(COMPLETE THE FOLLOWING)
a - From the Santa Pola forum thread, list each thing that sandy8100's opening post asks the forum for advice or recommendations on.
b - Pick up the Santa Pola forum thread from its last line and write what comes next.

(SOURCE TEXT)
□ □ □ □ □ □ □

# Advice please!



## sandy8100 (Mar 10, 2015)

Recently moved to the lovely town of Santa Pola, and happily I haven't got a bad word to say about it.
I'm after some advice on good internet, phone and tv deals. Can anyone recommend anything? Internet connection is the most important, calls to UK mobile numbers is next and tv is the lowest priority. Also, any advice on good mobile phone deals mainly for calling UK mobiles would be greatly appreciated.
I'd also like to buy a Spanish for Dummies book and CD set, so any ideas where to look for a second hand one?
Actually, while I'm here . . . . what about buying furniture for my terrace, new or second hand?
And walks....any walking groups in the Santa Pola area?
That will do for now!


----------



## Pesky Wesky (May 10, 2009)

sandy8100 said:


> Recently moved to the lovely town of Santa Pola, and happily I haven't got a bad word to say about it.
> I'm after some advice on good internet, phone and tv deals. Can anyone recommend anything? Internet connection is the most important, calls to UK mobile numbers is next and tv is the lowest priority. Also, any advice on good mobile phone deals mainly for calling UK mobiles would be greatly appreciated.
> I'd also like to buy a Spanish for Dummies book and CD set, so any ideas where to look for a second hand one?
> Actually, while I'm here . . . . what about buying furniture for my terrace, new or second hand?
> ...

□ □ □ □ □ □ □

(DATASET CONTENT)
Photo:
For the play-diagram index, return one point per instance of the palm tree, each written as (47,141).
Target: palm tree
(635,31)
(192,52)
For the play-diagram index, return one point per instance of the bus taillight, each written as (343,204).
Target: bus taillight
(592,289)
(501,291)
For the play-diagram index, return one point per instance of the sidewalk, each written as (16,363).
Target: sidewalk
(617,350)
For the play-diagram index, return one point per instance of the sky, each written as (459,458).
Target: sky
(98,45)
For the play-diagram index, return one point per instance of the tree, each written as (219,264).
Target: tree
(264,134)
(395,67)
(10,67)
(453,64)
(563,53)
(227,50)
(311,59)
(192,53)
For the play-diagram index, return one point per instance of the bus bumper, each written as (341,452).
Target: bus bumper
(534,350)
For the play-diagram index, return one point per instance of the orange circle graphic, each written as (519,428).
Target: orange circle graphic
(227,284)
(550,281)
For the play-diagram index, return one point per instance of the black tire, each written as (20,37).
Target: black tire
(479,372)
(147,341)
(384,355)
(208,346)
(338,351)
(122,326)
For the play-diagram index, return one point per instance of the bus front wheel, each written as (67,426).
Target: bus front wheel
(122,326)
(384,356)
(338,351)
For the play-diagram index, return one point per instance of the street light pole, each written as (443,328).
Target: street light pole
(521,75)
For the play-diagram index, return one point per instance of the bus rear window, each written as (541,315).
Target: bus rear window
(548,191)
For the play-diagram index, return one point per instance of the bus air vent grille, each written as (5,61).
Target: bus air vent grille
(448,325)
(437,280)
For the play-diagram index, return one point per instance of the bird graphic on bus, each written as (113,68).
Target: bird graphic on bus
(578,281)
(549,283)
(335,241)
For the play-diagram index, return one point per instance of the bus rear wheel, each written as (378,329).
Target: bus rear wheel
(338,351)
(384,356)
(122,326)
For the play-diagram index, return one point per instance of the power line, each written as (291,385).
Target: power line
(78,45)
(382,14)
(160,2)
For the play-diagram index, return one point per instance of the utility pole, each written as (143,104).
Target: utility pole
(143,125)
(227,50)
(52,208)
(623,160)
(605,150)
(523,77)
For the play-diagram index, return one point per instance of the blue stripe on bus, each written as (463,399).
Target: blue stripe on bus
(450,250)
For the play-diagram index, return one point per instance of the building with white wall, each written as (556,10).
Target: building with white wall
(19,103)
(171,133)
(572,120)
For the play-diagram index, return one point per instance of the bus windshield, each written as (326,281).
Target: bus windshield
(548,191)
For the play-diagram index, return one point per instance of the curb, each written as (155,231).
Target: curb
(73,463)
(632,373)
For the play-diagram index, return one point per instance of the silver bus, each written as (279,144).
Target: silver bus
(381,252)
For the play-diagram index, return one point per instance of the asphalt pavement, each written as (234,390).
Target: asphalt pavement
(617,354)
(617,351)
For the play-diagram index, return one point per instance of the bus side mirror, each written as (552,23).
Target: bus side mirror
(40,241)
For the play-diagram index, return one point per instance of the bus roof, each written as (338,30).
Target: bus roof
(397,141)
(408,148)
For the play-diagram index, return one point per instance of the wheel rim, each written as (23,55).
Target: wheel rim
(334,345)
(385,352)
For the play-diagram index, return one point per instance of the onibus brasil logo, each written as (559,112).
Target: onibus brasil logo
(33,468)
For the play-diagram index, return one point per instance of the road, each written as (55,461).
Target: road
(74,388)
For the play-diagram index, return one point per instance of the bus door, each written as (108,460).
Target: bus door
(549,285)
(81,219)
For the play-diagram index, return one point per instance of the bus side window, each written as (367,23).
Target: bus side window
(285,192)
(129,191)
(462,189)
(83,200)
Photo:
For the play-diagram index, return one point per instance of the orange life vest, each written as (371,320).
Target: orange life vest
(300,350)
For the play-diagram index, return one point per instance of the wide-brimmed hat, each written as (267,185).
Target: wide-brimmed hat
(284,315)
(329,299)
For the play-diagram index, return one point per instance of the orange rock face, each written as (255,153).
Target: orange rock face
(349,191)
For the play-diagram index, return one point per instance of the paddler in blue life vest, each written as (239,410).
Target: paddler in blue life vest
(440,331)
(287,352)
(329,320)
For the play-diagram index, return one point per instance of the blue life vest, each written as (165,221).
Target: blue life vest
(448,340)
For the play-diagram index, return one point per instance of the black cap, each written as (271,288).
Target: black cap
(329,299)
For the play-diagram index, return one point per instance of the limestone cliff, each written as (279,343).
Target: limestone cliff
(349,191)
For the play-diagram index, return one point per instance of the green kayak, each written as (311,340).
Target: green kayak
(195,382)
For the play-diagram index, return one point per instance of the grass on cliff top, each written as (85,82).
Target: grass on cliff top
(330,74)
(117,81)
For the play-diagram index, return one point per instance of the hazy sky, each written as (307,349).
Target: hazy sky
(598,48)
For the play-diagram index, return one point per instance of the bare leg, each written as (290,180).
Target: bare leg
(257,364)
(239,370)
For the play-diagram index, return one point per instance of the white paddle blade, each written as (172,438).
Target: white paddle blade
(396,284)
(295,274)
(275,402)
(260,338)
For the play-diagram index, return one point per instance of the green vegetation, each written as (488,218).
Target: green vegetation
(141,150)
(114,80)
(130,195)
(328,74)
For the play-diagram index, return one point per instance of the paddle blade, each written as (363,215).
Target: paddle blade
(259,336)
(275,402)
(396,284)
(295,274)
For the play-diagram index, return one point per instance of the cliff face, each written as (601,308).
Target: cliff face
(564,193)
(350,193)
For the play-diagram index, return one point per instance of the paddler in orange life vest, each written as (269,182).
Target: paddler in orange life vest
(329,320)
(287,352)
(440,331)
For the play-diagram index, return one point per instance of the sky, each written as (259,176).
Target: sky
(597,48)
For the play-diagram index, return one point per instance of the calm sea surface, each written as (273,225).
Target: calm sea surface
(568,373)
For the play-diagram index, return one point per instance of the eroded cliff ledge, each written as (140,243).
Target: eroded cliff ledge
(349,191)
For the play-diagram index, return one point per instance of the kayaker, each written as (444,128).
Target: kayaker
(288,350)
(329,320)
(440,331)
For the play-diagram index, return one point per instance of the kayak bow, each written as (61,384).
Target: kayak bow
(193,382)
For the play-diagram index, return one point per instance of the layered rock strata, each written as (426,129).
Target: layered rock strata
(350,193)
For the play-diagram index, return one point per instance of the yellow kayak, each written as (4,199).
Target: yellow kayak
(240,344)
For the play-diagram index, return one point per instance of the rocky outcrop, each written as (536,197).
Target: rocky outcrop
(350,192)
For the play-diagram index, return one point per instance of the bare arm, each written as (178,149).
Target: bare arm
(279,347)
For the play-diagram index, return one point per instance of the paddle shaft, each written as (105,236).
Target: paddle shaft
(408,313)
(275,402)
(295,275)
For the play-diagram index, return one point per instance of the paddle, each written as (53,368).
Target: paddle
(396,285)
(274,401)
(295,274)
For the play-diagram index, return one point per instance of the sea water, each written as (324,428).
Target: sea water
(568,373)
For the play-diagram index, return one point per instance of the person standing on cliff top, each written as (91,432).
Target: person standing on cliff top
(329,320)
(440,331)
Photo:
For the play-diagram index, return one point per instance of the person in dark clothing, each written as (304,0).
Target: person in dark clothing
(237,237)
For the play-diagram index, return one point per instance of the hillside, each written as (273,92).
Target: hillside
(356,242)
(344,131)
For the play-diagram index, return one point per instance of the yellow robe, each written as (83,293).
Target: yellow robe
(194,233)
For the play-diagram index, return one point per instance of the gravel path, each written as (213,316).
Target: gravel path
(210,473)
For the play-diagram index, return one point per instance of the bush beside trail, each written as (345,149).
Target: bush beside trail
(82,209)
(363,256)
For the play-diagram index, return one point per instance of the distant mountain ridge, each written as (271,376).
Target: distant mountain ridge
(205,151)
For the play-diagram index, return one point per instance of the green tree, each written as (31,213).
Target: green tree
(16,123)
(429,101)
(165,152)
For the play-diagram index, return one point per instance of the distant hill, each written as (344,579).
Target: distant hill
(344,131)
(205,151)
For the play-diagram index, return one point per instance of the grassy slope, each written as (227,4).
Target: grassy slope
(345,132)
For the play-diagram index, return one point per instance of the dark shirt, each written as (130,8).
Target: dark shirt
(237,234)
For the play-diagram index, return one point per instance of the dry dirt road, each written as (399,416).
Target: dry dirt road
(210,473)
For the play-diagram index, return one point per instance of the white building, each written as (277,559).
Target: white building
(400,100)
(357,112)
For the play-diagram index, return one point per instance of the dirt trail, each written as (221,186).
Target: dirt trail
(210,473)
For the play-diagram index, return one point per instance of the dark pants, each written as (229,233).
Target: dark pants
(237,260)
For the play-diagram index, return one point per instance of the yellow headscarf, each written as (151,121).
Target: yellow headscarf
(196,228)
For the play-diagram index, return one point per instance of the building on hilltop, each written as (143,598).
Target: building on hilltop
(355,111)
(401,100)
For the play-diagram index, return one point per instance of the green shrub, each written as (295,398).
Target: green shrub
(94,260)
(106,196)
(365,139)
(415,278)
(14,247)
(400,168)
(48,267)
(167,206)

□ □ □ □ □ □ □

(ANSWERS TO THE PROBLEMS)
a -
- Good internet, phone and TV deals
- Good mobile phone deals, mainly for calling UK mobiles
- Where to find a second-hand Spanish for Dummies book and CD set
- Buying furniture for the terrace, new or second hand
- Walking groups in the Santa Pola area

b -
Hi
Here's a link to Spanish for dummies at Amazon, new and second hand
Spanish For Dummies (European Spanish): Amazon.co.uk: Pedro Vázquez Bermejo, Susana Wald: 9780470688151: Books


----------



## tonymar (Jan 29, 2015)

Hi Sandy

I know Santa Pola , not to far from us , we some times go to the market .

We use aeromax for internet and phone , it costs 25€ pm +iva for 6mb internet , unlimited national land line calls , 100 min spanish mobile calls 
We pay 5 € extra for unlimited UK land line calls .

The internet works ok , some times the phone can play up a bit but generally good , easy to communicate with as operators speak English 

As regards to Learning Spanish , I recommend inviting some Spanish fiends over for a drink , you cant sit in silence so communicate with sign language , drawings whatever , for me it was much better than filling out work sheers or listening to boring cds .

Brico Dept in Crevillente ( spanish b&q ) might be good for furniture

Not sure about walking in your area , but we have a nice walk in Agost called the via verde 
follows an unused rail way track up into the mountains ( good for mountain biking too )


----------



## Pazcat (Mar 24, 2010)

I quite like Santa Pola, would of moved that way but there is a lack of what we were looking for down there.

Like Tony we are with aeromax but only for the internet. I can't really fault the product, it does exactly what we pay for without missing a beat.
Service can be a bit slow but then again we never need it. I guess depending where you are you may be able to get cable or fiber optic but that is most likely in the actual city itself.


----------



## xicoalc (Apr 20, 2010)

tonymar said:


> We use aeromax for internet and phone , it costs 25€ pm +iva for 6mb internet , unlimited national land line calls , 100 min spanish mobile calls
> We pay 5 € extra for unlimited UK land line calls .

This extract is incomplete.